───── ENTRIES SUPPLIED ─────
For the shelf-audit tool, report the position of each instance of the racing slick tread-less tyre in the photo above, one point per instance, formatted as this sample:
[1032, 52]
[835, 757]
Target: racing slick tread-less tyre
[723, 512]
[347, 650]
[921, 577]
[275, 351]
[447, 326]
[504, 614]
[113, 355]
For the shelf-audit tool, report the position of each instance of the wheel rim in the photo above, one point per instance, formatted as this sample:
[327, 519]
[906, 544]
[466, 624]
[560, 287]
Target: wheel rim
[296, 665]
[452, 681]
─────
Show all lines in the entries above where the word "tool" appears.

For the shelf-audit tool, report the position of each instance of the racing slick tread-less tyre in the photo above, one point per instance, formatted as this sample:
For the shelf-audit tool, report the position of each instance of the wheel rim in the photo above, one point per instance, formatted as this sample:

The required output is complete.